PROVIDED PASSAGE »
-*-

A further object of the alternative embodiments is to provide a
stop assembly which employs a compression spring to enhance the
biasing force urging the pawl toward the engaged position. Yet
another object of the alternative embodiments is to realize
substantially all of the above objects of the invention with fewer
parts and reduced expense.
[0014] In light of at least one of the objects, the present
invention contemplates a door system including a door movable
between a closed vertical position and an open horizontal position,
a cable interconnected to said door near the bottom thereof, the
cable extending along a vertical line adjacent the door and being
normally, substantially taut, and an anti-drop assembly having a
pawl pivotally supported on the door, a stop surface formed
adjacent the door and a spring operable to urge the pawl toward
engagement with the stop surface, wherein the pawl is oriented such
that it rotates in a plane passing through the cable and placed in
contact therewith such that the taut cable opposes the biasing
force of the spring, whereby upon the cable going slack, the spring
biases the pawl into engagement with the stop surface to decelerate
the door.
[0015] The invention further provides a method of impeding the
free-fall of an overhead door caused by loss of tension in a cable
used in counterbalancing the door comprising, providing a safety
stop assembly adjacent the door adapted to selectively engage a
stop surface to impede the free-fall of the door; biasing the
safety stop assembly to rotate toward an engaged position with the
stop surface; and interposing the cable between the safety stop
assembly and the stop surface such that the cable when taut opposes
the biasing of the safety stop assembly and whereby a loss of
tension within the cable results in biasing of the safety stop
assembly toward engagement with the stop surface.

-*-

EXERCISE DATA »
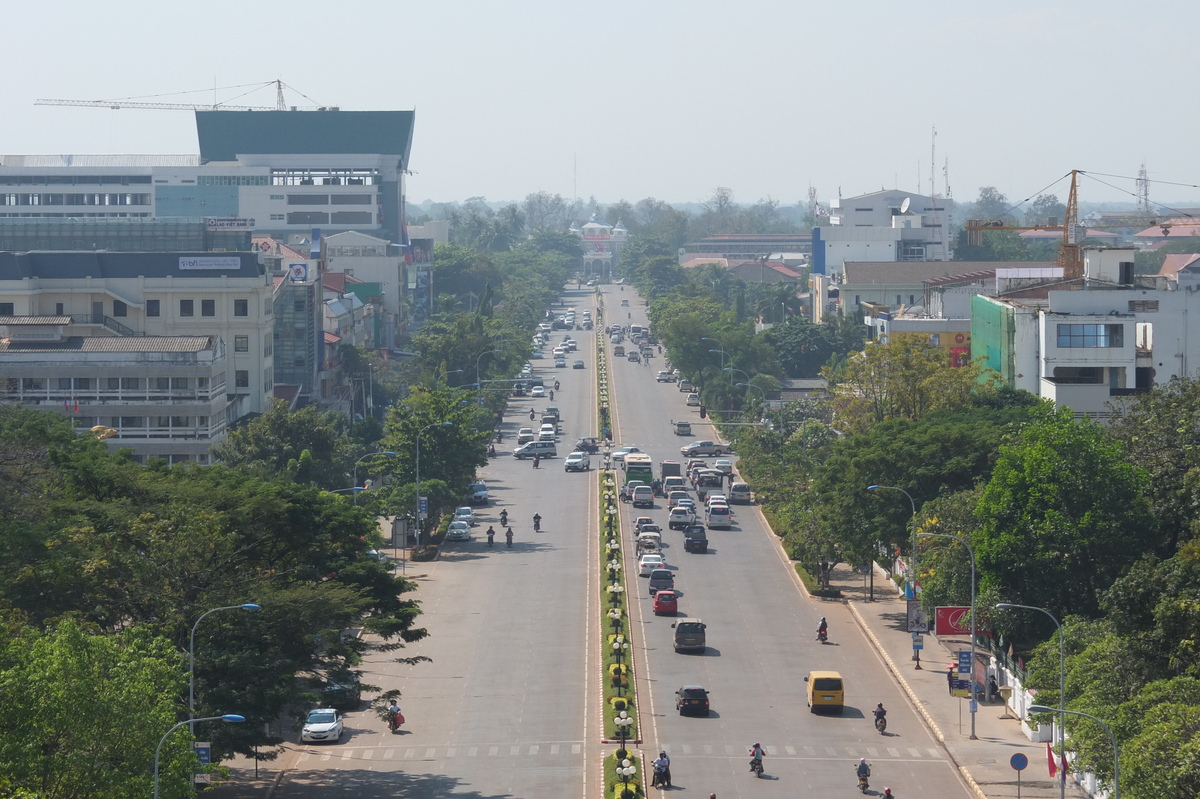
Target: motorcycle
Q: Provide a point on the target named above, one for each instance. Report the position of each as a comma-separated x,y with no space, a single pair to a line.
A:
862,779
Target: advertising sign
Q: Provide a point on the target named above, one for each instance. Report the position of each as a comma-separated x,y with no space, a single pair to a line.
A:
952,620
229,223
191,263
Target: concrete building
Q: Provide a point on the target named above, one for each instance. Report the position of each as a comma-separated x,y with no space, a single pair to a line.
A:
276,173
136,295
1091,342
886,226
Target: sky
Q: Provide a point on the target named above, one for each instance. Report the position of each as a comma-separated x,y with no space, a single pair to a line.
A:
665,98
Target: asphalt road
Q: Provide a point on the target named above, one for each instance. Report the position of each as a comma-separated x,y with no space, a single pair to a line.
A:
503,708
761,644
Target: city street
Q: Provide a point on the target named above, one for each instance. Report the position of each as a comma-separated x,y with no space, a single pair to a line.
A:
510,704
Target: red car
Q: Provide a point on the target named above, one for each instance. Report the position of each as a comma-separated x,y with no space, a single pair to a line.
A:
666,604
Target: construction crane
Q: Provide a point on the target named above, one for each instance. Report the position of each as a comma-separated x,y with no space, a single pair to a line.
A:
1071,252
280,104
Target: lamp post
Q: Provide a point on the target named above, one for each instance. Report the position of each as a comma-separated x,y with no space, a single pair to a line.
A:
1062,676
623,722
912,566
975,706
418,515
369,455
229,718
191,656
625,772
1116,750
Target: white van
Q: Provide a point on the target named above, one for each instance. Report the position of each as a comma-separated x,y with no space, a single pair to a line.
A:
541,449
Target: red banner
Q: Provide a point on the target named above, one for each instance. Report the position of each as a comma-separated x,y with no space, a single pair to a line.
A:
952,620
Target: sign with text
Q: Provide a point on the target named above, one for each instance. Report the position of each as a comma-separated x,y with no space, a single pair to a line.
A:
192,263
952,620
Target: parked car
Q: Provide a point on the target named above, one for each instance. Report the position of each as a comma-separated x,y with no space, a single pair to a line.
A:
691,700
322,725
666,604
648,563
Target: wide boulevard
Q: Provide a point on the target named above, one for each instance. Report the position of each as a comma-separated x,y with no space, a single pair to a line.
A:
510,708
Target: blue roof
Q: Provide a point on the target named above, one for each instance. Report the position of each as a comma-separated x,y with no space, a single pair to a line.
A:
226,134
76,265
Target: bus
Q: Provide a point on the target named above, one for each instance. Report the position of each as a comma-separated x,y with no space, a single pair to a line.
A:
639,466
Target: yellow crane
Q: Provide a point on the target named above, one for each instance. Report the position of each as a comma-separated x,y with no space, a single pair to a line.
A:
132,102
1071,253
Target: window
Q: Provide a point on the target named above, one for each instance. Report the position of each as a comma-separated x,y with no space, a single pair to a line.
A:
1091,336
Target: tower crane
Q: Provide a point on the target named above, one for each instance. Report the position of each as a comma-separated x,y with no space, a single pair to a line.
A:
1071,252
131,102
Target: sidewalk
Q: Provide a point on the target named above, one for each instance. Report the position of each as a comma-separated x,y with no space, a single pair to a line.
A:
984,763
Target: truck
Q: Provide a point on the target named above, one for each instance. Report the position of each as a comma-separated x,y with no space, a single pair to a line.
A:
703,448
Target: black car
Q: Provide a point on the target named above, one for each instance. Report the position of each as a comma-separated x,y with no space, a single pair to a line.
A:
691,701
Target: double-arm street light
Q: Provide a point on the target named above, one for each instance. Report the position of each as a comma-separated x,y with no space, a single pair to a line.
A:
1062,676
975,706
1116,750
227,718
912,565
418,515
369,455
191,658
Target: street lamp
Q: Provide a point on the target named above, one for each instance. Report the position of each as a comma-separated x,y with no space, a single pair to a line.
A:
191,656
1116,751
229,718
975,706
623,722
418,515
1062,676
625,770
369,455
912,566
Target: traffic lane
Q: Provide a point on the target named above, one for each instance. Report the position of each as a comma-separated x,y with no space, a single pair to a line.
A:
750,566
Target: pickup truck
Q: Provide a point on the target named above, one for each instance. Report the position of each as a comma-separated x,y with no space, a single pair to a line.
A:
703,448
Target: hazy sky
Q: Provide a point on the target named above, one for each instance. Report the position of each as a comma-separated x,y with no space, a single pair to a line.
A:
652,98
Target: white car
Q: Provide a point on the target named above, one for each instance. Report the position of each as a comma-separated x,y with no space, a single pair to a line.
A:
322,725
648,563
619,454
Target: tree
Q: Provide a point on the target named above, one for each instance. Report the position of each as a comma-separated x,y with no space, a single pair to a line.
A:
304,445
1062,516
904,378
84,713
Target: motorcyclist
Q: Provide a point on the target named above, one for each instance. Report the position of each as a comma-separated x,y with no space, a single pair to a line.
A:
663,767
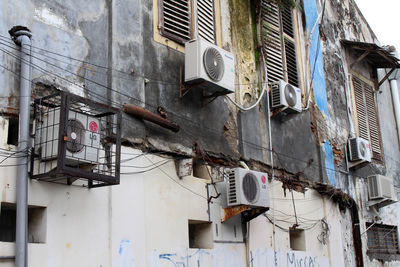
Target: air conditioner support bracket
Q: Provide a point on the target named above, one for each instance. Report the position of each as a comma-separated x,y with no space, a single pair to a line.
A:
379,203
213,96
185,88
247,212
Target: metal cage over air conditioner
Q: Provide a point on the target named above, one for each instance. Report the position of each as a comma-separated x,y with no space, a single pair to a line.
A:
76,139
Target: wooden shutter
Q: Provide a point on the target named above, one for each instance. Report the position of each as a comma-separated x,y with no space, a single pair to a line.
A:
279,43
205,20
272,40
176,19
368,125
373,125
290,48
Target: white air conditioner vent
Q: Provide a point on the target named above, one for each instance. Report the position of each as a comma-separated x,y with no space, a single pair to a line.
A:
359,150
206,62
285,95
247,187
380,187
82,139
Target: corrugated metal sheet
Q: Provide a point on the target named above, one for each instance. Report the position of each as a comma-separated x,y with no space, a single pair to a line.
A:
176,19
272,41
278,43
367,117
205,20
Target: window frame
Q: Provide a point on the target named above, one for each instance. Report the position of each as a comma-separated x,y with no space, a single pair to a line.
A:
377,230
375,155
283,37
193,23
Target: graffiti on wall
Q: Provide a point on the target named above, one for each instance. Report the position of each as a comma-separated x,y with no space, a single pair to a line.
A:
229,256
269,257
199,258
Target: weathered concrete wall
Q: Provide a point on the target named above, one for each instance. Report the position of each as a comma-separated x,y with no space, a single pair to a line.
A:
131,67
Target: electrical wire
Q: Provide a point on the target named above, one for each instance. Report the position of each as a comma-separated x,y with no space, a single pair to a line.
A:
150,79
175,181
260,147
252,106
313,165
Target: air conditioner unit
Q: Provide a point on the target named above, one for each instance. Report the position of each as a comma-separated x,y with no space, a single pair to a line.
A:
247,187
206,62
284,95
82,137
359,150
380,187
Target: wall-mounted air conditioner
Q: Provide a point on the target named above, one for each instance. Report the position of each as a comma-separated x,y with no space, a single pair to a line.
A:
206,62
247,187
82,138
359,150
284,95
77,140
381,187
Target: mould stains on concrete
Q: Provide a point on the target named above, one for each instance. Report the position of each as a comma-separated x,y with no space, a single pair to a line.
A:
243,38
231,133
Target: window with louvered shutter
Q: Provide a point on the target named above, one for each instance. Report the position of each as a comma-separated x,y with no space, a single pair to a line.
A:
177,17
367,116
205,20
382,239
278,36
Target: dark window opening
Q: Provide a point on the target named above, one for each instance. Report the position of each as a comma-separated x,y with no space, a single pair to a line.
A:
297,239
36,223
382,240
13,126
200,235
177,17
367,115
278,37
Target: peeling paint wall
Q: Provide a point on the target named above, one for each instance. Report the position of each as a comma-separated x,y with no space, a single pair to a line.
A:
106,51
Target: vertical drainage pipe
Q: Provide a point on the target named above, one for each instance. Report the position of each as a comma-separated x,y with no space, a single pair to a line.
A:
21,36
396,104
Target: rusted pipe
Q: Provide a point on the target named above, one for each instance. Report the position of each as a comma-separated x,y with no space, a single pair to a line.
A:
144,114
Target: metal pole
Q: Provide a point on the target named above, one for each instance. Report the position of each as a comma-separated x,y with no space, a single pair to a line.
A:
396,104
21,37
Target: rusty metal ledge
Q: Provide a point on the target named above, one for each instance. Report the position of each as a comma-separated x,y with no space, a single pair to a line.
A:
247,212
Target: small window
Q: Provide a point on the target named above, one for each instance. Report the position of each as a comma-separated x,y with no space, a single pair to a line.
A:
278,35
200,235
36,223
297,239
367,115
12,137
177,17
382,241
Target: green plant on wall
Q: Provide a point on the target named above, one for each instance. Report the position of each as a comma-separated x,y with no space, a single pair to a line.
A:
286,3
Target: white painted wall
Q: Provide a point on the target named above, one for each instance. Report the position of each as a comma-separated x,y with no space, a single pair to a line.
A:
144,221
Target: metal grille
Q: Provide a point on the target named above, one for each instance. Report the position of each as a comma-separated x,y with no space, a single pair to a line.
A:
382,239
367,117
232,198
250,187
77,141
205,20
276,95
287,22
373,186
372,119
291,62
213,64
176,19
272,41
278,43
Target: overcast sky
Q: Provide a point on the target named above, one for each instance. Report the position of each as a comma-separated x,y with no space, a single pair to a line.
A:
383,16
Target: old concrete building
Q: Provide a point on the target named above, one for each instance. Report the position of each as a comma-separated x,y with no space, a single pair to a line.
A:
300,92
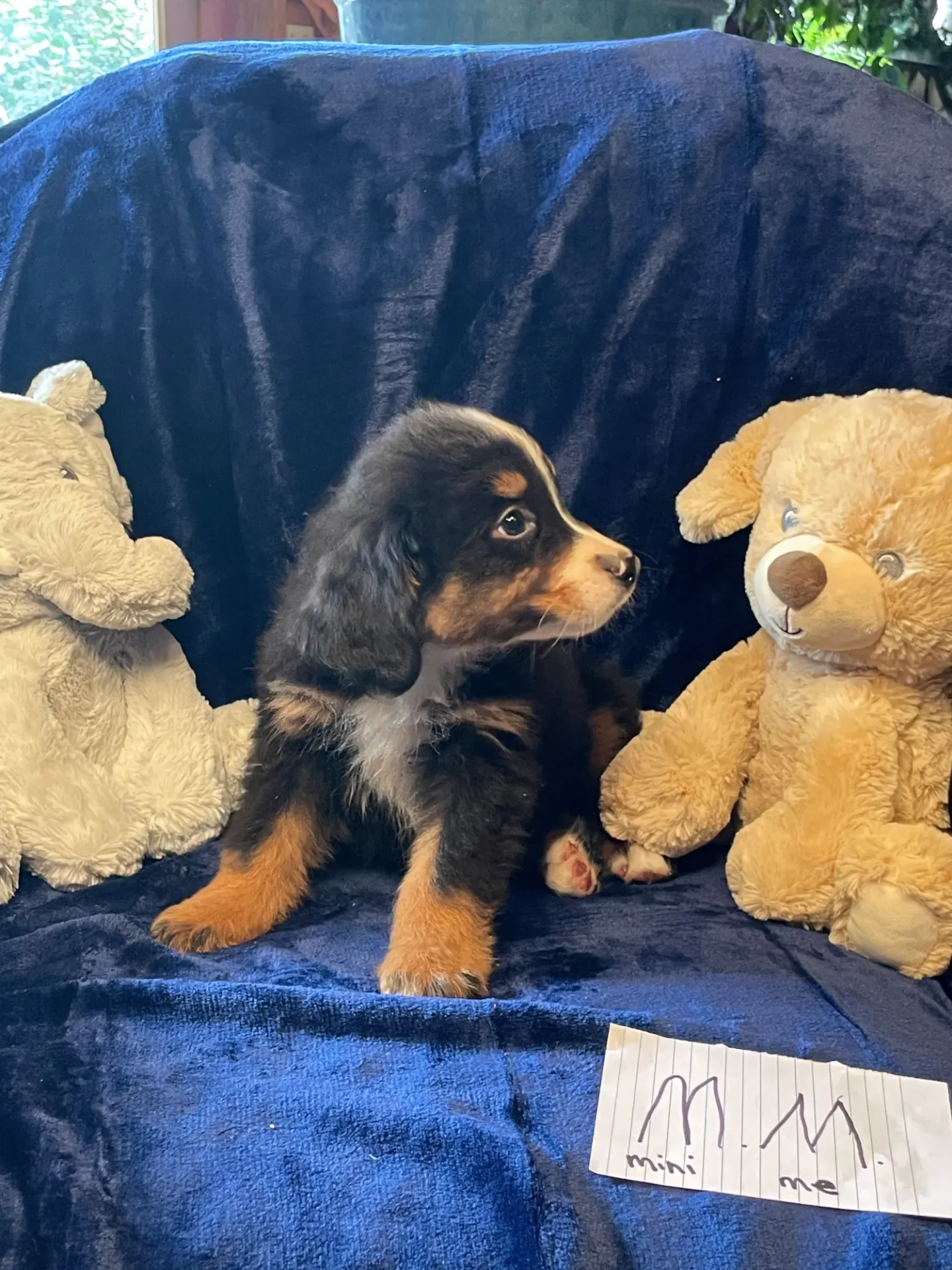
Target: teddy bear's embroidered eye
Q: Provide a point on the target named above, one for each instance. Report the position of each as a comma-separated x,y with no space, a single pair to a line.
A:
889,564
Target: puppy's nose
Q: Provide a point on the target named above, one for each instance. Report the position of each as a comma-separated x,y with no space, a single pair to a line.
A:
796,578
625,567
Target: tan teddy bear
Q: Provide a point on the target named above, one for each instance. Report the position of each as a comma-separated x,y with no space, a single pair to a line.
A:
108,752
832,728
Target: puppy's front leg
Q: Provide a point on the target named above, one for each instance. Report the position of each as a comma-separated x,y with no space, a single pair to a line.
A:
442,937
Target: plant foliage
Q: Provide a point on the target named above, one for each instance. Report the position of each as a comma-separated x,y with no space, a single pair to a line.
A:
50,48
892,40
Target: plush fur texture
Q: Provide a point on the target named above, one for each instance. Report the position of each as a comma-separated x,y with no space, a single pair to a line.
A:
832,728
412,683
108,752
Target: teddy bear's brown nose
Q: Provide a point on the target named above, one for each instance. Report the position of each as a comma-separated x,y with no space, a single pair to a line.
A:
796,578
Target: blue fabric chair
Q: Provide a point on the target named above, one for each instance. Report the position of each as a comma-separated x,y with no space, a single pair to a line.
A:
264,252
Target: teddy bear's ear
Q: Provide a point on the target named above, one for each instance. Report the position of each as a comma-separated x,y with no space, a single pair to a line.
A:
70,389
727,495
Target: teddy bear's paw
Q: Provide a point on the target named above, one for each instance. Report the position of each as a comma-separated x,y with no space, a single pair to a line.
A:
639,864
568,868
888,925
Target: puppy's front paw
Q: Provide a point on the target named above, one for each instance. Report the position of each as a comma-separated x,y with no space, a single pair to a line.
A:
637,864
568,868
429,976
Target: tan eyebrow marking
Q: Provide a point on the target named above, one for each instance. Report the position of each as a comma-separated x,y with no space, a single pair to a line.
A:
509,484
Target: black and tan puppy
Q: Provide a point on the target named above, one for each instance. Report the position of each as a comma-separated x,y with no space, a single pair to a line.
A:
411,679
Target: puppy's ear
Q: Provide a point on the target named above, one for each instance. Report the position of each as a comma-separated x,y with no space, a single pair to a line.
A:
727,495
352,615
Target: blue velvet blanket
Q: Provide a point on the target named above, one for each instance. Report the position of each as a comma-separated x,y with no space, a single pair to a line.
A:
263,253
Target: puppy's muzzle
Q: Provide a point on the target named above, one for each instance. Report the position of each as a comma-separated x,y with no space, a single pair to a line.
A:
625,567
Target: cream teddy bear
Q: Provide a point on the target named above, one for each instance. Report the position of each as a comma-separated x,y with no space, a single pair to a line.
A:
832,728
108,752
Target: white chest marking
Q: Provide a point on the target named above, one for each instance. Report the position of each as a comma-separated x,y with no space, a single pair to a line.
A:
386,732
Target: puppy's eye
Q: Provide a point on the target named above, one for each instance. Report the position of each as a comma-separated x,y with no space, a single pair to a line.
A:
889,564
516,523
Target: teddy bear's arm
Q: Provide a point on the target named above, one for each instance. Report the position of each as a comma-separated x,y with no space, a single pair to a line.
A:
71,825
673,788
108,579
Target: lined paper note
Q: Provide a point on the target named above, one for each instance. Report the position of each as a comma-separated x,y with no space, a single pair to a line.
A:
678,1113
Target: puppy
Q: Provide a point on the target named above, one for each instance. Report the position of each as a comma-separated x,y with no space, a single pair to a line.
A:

-*-

JOBS »
[a] Do the following statements agree with the patent passage? Answer yes or no for each, quoting the words of the passage that decide it. (i) The alternative embodiments use a compression spring to increase the force urging the pawl toward the engaged position. (ii) The cable is connected to the door near its top. (iii) In the method, the cable, when taut, supports the biasing of the safety stop assembly.
[b] List every line of the records that contains the string "pipe". Case counts.

CORRECT ANSWERS »
[a]
(i) Yes: "employs a compression spring to enhance the biasing force urging the pawl toward the engaged position"
(ii) No: "a cable interconnected to said door near the bottom thereof"
(iii) No: "the cable when taut opposes the biasing of the safety stop assembly"

[b]
Target: vertical drainage pipe
Target: rusted pipe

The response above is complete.